— Start Document extract —

Along with a pair of races, the weekend featured four concerts with performances from country and pop music superstars Tim McGraw, Florida-Georgia Line, Gwen Stefani and Blake Shelton.
Those in attendance gushed over the festival-like atmosphere. In addition, a plethora of food trucks competed in a Food Truck Challenge where fans determined the winners.
Many throughout the industry felt the Iowa twinbill was a lesson to other race promoters on how to produce a first-class event.
Speaking of producing first-class racing events, NASCAR announced earlier this month that the Cup Series will race on the streets of Chicago next summer in the first-ever event held on a street course in what will be the series’ 75th anniversary season.
There are still a plethora of details to be finalized and a lot of work ahead before cars hit the 12-turn, 2.2-mile street course that will showcase the iconic Chicago skyline along with Columbus Drive, Lake Shore Drive, Michigan Avenue, Buckingham Fountain and Grant Park just before the 4th of July next year.
But assuming NASCAR and the City of Chicago can deliver, it very well could be one of the most iconic events on the schedule — even though news reports locally in Chicago on both Thursday and Friday started to cast some doubt on the event due to mounting objection from environmentalists.
It was a move not unexpected, as the city wants to shut down Columbus Drive for two weeks for set-up, — and likely won’t be able to re-open all the streets or do a full clean-up in one day, since the Cup race is slated to be held July 2, and the July 4 holiday is just two days afterward — and also shut down Lake Shore Drive, which is one of the main thoroughfares into the downtown area for at least a week, as well.
If it rains on July 2, pushing the race back to the 3rd — and maybe even the 4th — it could be disastrous for both the city and NASCAR.
Still, Ben Kennedy, the Senior Vice President of Strategy and Innovation for NASCAR, said of all of the series’ schedule changes over the past couple of years, this was the boldest, calling it the most anticipated event of the season and one of the biggest sports events in our country in 2023.

— End Document extract —
— Start Information supplied —

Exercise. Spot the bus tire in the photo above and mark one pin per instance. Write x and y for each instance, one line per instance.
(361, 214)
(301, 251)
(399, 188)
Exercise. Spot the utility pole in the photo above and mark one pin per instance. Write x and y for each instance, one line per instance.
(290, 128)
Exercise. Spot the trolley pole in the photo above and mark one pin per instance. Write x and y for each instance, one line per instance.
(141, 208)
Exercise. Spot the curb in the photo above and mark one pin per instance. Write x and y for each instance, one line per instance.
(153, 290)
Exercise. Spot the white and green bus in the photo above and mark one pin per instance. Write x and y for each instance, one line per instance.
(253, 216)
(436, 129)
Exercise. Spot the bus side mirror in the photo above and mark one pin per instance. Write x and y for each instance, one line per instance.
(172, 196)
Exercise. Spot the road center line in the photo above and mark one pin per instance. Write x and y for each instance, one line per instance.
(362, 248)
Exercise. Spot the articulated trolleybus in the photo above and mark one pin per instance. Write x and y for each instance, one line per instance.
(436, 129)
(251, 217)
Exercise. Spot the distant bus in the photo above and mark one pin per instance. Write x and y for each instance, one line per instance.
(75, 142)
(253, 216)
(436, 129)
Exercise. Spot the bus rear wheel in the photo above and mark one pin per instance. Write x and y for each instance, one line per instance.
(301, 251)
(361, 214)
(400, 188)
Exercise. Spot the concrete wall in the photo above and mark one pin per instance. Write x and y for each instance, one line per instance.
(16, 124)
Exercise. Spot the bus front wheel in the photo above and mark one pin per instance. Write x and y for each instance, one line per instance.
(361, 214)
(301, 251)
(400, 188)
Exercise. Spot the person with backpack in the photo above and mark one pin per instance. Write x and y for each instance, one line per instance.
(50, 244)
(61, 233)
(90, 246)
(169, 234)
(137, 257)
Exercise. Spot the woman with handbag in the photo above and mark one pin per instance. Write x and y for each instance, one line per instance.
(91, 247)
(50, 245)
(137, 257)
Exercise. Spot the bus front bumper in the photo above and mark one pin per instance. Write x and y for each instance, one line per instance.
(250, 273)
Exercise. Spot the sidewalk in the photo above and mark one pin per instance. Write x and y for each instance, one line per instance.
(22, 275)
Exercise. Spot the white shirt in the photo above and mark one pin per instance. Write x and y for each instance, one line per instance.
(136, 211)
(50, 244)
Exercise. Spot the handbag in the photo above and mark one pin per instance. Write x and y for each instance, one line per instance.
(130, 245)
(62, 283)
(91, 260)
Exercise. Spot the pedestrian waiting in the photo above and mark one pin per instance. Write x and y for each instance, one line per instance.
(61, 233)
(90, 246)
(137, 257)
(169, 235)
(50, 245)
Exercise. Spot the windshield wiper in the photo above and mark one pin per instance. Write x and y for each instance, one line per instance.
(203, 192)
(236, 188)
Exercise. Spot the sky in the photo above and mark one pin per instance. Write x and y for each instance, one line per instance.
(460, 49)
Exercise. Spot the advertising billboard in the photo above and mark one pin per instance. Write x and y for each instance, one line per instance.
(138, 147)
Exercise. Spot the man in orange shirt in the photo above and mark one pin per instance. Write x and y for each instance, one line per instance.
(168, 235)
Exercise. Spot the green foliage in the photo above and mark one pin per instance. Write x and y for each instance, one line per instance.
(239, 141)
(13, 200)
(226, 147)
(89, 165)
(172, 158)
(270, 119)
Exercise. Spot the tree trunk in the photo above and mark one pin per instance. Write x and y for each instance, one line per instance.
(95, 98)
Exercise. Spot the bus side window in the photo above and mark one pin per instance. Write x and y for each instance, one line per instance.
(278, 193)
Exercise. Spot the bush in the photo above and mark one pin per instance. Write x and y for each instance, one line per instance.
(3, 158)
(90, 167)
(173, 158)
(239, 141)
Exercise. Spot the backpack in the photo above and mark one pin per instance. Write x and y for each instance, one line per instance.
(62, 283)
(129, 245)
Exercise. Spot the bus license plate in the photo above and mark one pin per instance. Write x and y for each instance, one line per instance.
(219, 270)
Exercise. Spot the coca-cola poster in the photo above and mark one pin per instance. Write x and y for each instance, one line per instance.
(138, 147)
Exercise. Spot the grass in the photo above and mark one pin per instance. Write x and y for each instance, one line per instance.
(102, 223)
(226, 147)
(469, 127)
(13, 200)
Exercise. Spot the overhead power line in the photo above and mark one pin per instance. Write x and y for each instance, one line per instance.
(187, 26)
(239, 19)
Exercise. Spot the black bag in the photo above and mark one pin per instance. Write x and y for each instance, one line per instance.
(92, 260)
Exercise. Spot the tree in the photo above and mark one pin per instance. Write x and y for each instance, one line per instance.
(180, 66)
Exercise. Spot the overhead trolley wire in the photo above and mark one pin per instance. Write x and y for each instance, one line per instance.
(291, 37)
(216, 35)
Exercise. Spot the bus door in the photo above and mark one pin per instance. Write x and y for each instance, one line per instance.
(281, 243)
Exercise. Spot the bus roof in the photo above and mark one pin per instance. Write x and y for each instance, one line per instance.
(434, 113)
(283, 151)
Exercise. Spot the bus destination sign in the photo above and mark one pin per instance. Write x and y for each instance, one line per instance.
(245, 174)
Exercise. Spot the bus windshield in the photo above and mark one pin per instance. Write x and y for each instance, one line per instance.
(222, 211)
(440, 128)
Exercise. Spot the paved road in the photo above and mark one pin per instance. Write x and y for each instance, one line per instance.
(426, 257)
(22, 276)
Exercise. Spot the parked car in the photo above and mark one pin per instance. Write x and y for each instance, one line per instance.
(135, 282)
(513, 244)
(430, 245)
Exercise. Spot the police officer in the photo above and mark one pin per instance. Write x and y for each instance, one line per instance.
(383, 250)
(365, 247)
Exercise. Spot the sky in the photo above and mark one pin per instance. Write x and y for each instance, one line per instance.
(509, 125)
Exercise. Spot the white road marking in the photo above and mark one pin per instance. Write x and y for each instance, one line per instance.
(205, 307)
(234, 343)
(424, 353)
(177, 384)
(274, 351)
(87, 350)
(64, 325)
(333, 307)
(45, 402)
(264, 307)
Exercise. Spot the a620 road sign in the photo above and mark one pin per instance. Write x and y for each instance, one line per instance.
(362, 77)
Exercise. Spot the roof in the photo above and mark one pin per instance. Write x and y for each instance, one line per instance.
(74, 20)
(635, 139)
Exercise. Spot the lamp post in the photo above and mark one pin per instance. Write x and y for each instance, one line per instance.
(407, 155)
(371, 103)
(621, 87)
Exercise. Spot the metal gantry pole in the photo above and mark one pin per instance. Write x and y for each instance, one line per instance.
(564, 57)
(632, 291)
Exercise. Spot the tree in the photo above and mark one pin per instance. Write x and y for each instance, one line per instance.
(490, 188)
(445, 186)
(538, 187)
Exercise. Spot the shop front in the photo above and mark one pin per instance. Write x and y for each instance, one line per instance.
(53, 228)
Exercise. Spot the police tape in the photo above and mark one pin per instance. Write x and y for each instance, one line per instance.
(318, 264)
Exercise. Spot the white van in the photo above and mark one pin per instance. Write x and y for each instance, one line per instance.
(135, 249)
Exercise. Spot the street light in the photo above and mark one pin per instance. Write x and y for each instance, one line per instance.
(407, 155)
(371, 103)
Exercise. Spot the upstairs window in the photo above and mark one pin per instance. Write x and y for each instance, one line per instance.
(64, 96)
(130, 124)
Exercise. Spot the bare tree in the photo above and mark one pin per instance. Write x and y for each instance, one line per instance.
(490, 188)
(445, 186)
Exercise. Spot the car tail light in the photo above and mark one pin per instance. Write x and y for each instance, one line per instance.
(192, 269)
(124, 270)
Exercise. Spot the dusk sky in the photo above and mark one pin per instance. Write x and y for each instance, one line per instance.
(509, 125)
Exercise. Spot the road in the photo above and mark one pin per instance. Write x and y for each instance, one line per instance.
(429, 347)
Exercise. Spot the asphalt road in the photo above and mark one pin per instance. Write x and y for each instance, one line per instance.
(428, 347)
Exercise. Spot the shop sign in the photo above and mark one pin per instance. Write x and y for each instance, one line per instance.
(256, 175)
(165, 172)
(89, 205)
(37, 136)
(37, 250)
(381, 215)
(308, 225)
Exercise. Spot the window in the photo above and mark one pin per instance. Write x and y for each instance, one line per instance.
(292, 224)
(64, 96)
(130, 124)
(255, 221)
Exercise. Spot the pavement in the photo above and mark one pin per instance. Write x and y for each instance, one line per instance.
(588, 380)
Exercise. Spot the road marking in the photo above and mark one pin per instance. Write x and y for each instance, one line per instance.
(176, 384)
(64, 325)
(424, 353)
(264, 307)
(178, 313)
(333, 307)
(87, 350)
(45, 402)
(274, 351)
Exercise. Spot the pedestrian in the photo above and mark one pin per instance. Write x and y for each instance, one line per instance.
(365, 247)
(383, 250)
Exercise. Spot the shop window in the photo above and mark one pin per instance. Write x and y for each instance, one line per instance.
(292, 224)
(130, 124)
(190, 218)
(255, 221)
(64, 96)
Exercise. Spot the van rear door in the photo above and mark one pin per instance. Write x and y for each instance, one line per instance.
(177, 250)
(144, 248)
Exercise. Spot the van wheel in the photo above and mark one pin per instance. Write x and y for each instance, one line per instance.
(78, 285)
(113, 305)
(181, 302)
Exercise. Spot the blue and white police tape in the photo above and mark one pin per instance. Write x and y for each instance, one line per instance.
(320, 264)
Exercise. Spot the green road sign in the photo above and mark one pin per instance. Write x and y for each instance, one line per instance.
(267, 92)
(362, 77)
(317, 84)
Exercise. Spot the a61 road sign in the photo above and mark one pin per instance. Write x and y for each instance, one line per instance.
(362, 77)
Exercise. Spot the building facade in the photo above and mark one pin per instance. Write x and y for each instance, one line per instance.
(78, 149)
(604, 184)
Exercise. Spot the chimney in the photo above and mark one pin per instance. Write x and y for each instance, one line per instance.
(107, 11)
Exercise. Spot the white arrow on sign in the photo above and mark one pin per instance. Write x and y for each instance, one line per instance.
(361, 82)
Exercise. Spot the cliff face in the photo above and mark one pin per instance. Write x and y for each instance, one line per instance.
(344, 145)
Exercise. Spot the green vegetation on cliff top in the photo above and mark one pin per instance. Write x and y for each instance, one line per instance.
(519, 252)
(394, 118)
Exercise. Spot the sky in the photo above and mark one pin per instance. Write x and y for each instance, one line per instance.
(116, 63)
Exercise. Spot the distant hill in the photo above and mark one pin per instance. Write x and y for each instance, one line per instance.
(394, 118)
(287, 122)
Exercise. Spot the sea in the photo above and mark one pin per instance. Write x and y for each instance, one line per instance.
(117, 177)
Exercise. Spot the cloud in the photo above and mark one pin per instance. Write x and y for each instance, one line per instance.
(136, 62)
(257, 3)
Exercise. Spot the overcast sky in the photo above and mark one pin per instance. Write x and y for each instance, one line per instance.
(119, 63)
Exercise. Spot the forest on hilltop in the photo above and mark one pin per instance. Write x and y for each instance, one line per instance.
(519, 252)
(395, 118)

— End Information supplied —

Things to do
1. In the NASCAR article above, reproduce word for word everything from "But assuming NASCAR" down to "objection from environmentalists.".
2. Name every performer the NASCAR article says appeared in the weekend's concerts.

The replies
1.
But assuming NASCAR and the City of Chicago can deliver, it very well could be one of the most iconic events on the schedule — even though news reports locally in Chicago on both Thursday and Friday started to cast some doubt on the event due to mounting objection from environmentalists.

2. Tim McGraw, Florida-Georgia Line, Gwen Stefani and Blake Shelton.